L'avvocato del cuore
Assegno di mantenimento, stop con una nuova relazione, convivenza o partner
Da tempo la giurisprudenza si è espressa in modo uniforme, eccezion fatta per qualche isolata pronuncia, sugli effetti che sortisce la nuova relazione affettiva del coniuge (già separato) nonché del quasi ex coniuge (prossimo al divorzio) o, infine, dell’ex coniuge (già divorziato) sul diritto di percepire gli assegni di mantenimento e divorzile.

- _Record estratti_:

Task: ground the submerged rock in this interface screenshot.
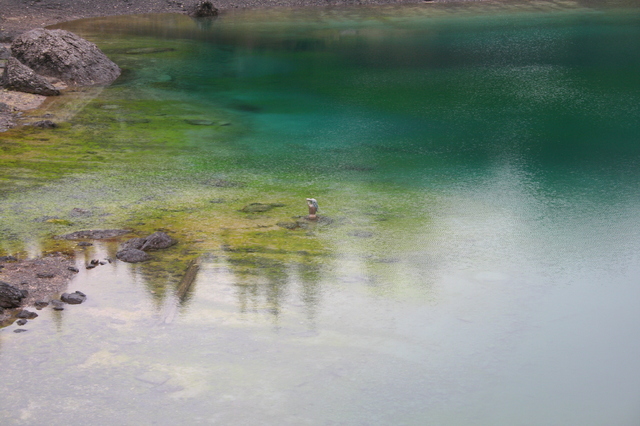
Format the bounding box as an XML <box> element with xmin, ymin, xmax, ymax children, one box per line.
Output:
<box><xmin>11</xmin><ymin>28</ymin><xmax>120</xmax><ymax>86</ymax></box>
<box><xmin>0</xmin><ymin>281</ymin><xmax>29</xmax><ymax>309</ymax></box>
<box><xmin>240</xmin><ymin>203</ymin><xmax>284</xmax><ymax>213</ymax></box>
<box><xmin>32</xmin><ymin>120</ymin><xmax>58</xmax><ymax>129</ymax></box>
<box><xmin>60</xmin><ymin>291</ymin><xmax>87</xmax><ymax>305</ymax></box>
<box><xmin>120</xmin><ymin>238</ymin><xmax>146</xmax><ymax>250</ymax></box>
<box><xmin>0</xmin><ymin>58</ymin><xmax>60</xmax><ymax>96</ymax></box>
<box><xmin>116</xmin><ymin>249</ymin><xmax>151</xmax><ymax>263</ymax></box>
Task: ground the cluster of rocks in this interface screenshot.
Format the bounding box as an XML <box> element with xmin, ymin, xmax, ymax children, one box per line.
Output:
<box><xmin>116</xmin><ymin>231</ymin><xmax>177</xmax><ymax>263</ymax></box>
<box><xmin>0</xmin><ymin>281</ymin><xmax>87</xmax><ymax>333</ymax></box>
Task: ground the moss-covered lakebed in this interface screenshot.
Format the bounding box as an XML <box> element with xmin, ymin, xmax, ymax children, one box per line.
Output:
<box><xmin>0</xmin><ymin>1</ymin><xmax>640</xmax><ymax>425</ymax></box>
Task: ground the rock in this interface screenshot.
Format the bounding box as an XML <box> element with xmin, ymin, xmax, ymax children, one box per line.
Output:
<box><xmin>11</xmin><ymin>28</ymin><xmax>120</xmax><ymax>86</ymax></box>
<box><xmin>0</xmin><ymin>46</ymin><xmax>11</xmax><ymax>59</ymax></box>
<box><xmin>55</xmin><ymin>229</ymin><xmax>129</xmax><ymax>240</ymax></box>
<box><xmin>31</xmin><ymin>120</ymin><xmax>58</xmax><ymax>129</ymax></box>
<box><xmin>60</xmin><ymin>291</ymin><xmax>87</xmax><ymax>305</ymax></box>
<box><xmin>140</xmin><ymin>231</ymin><xmax>177</xmax><ymax>251</ymax></box>
<box><xmin>120</xmin><ymin>238</ymin><xmax>146</xmax><ymax>250</ymax></box>
<box><xmin>70</xmin><ymin>207</ymin><xmax>93</xmax><ymax>217</ymax></box>
<box><xmin>116</xmin><ymin>249</ymin><xmax>151</xmax><ymax>263</ymax></box>
<box><xmin>189</xmin><ymin>0</ymin><xmax>218</xmax><ymax>18</ymax></box>
<box><xmin>0</xmin><ymin>58</ymin><xmax>60</xmax><ymax>96</ymax></box>
<box><xmin>0</xmin><ymin>281</ymin><xmax>28</xmax><ymax>309</ymax></box>
<box><xmin>36</xmin><ymin>272</ymin><xmax>55</xmax><ymax>278</ymax></box>
<box><xmin>51</xmin><ymin>299</ymin><xmax>64</xmax><ymax>311</ymax></box>
<box><xmin>16</xmin><ymin>309</ymin><xmax>38</xmax><ymax>319</ymax></box>
<box><xmin>184</xmin><ymin>119</ymin><xmax>215</xmax><ymax>126</ymax></box>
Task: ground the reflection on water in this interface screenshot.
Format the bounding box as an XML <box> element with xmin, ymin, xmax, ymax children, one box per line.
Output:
<box><xmin>0</xmin><ymin>1</ymin><xmax>640</xmax><ymax>425</ymax></box>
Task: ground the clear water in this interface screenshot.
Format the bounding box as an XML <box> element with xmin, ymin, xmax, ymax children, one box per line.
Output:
<box><xmin>0</xmin><ymin>2</ymin><xmax>640</xmax><ymax>425</ymax></box>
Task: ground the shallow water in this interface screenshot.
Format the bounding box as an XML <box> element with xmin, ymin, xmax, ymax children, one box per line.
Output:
<box><xmin>0</xmin><ymin>2</ymin><xmax>640</xmax><ymax>425</ymax></box>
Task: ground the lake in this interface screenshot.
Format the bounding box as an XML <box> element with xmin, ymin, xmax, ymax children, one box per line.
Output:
<box><xmin>0</xmin><ymin>1</ymin><xmax>640</xmax><ymax>426</ymax></box>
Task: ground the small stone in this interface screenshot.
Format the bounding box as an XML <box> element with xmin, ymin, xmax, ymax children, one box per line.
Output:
<box><xmin>32</xmin><ymin>120</ymin><xmax>58</xmax><ymax>128</ymax></box>
<box><xmin>36</xmin><ymin>272</ymin><xmax>55</xmax><ymax>278</ymax></box>
<box><xmin>140</xmin><ymin>231</ymin><xmax>177</xmax><ymax>251</ymax></box>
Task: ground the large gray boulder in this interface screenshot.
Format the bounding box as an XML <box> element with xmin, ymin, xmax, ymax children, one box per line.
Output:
<box><xmin>0</xmin><ymin>281</ymin><xmax>27</xmax><ymax>309</ymax></box>
<box><xmin>11</xmin><ymin>28</ymin><xmax>120</xmax><ymax>86</ymax></box>
<box><xmin>116</xmin><ymin>248</ymin><xmax>151</xmax><ymax>263</ymax></box>
<box><xmin>0</xmin><ymin>58</ymin><xmax>60</xmax><ymax>96</ymax></box>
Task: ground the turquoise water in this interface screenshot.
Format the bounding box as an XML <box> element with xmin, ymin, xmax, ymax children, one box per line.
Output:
<box><xmin>0</xmin><ymin>2</ymin><xmax>640</xmax><ymax>425</ymax></box>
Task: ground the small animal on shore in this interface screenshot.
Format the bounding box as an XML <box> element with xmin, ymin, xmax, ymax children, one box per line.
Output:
<box><xmin>307</xmin><ymin>198</ymin><xmax>318</xmax><ymax>220</ymax></box>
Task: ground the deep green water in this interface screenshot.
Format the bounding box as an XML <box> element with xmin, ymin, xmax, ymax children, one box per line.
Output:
<box><xmin>0</xmin><ymin>2</ymin><xmax>640</xmax><ymax>426</ymax></box>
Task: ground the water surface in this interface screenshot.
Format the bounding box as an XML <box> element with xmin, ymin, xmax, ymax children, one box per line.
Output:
<box><xmin>0</xmin><ymin>2</ymin><xmax>640</xmax><ymax>425</ymax></box>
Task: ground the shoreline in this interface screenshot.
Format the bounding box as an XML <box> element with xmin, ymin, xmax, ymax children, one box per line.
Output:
<box><xmin>0</xmin><ymin>0</ymin><xmax>490</xmax><ymax>133</ymax></box>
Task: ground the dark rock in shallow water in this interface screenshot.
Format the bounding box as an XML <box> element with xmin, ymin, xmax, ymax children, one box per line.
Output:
<box><xmin>32</xmin><ymin>120</ymin><xmax>58</xmax><ymax>129</ymax></box>
<box><xmin>11</xmin><ymin>28</ymin><xmax>120</xmax><ymax>86</ymax></box>
<box><xmin>60</xmin><ymin>291</ymin><xmax>87</xmax><ymax>305</ymax></box>
<box><xmin>16</xmin><ymin>309</ymin><xmax>38</xmax><ymax>319</ymax></box>
<box><xmin>120</xmin><ymin>238</ymin><xmax>146</xmax><ymax>250</ymax></box>
<box><xmin>51</xmin><ymin>299</ymin><xmax>64</xmax><ymax>311</ymax></box>
<box><xmin>0</xmin><ymin>58</ymin><xmax>60</xmax><ymax>96</ymax></box>
<box><xmin>116</xmin><ymin>249</ymin><xmax>151</xmax><ymax>263</ymax></box>
<box><xmin>0</xmin><ymin>281</ymin><xmax>29</xmax><ymax>309</ymax></box>
<box><xmin>140</xmin><ymin>231</ymin><xmax>177</xmax><ymax>251</ymax></box>
<box><xmin>189</xmin><ymin>0</ymin><xmax>218</xmax><ymax>18</ymax></box>
<box><xmin>36</xmin><ymin>272</ymin><xmax>55</xmax><ymax>278</ymax></box>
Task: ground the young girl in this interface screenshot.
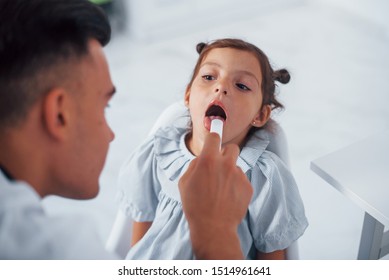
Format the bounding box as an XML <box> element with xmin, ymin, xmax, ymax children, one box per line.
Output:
<box><xmin>116</xmin><ymin>39</ymin><xmax>308</xmax><ymax>259</ymax></box>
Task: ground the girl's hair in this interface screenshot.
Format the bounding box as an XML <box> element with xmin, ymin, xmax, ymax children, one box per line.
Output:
<box><xmin>187</xmin><ymin>38</ymin><xmax>290</xmax><ymax>110</ymax></box>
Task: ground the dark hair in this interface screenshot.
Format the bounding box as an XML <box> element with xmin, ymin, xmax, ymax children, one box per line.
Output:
<box><xmin>187</xmin><ymin>38</ymin><xmax>290</xmax><ymax>112</ymax></box>
<box><xmin>0</xmin><ymin>0</ymin><xmax>111</xmax><ymax>128</ymax></box>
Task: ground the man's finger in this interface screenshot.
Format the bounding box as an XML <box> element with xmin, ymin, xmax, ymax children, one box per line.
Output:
<box><xmin>200</xmin><ymin>132</ymin><xmax>220</xmax><ymax>157</ymax></box>
<box><xmin>222</xmin><ymin>144</ymin><xmax>240</xmax><ymax>162</ymax></box>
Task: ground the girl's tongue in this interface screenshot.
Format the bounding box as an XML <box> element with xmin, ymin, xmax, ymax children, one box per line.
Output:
<box><xmin>204</xmin><ymin>105</ymin><xmax>227</xmax><ymax>131</ymax></box>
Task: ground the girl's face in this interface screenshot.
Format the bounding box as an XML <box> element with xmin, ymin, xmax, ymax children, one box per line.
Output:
<box><xmin>185</xmin><ymin>48</ymin><xmax>271</xmax><ymax>155</ymax></box>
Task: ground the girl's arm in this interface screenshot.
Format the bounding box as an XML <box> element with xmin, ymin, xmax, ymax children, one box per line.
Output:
<box><xmin>257</xmin><ymin>250</ymin><xmax>286</xmax><ymax>260</ymax></box>
<box><xmin>131</xmin><ymin>222</ymin><xmax>152</xmax><ymax>247</ymax></box>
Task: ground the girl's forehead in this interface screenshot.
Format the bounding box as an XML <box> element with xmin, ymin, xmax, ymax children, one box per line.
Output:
<box><xmin>201</xmin><ymin>48</ymin><xmax>262</xmax><ymax>77</ymax></box>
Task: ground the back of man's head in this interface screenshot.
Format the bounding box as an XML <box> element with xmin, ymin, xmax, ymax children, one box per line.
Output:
<box><xmin>0</xmin><ymin>0</ymin><xmax>111</xmax><ymax>131</ymax></box>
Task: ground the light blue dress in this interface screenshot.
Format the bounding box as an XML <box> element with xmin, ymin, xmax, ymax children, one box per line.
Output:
<box><xmin>119</xmin><ymin>127</ymin><xmax>308</xmax><ymax>259</ymax></box>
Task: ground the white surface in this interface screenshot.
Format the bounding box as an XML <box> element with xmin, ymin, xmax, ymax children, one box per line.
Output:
<box><xmin>41</xmin><ymin>0</ymin><xmax>389</xmax><ymax>259</ymax></box>
<box><xmin>312</xmin><ymin>130</ymin><xmax>389</xmax><ymax>226</ymax></box>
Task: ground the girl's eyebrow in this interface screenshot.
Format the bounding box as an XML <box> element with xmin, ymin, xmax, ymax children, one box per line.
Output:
<box><xmin>200</xmin><ymin>61</ymin><xmax>260</xmax><ymax>86</ymax></box>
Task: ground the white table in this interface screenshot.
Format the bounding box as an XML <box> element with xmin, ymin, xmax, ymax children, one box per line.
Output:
<box><xmin>311</xmin><ymin>130</ymin><xmax>389</xmax><ymax>259</ymax></box>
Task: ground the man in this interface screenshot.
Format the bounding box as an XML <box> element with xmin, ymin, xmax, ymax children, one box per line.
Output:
<box><xmin>0</xmin><ymin>0</ymin><xmax>252</xmax><ymax>259</ymax></box>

- _Consegna_: Riassumi in una sola frase il testo di partenza sull'assegno di mantenimento. I record non sono necessari per svolgere l'esercizio.

- _Risultato dell'esercizio_: Salvo qualche isolata pronuncia, la giurisprudenza si è espressa da tempo in modo uniforme sugli effetti che la nuova relazione affettiva del coniuge separato, del quasi ex coniuge o dell'ex coniuge divorziato ha sul diritto di percepire gli assegni di mantenimento e divorzile.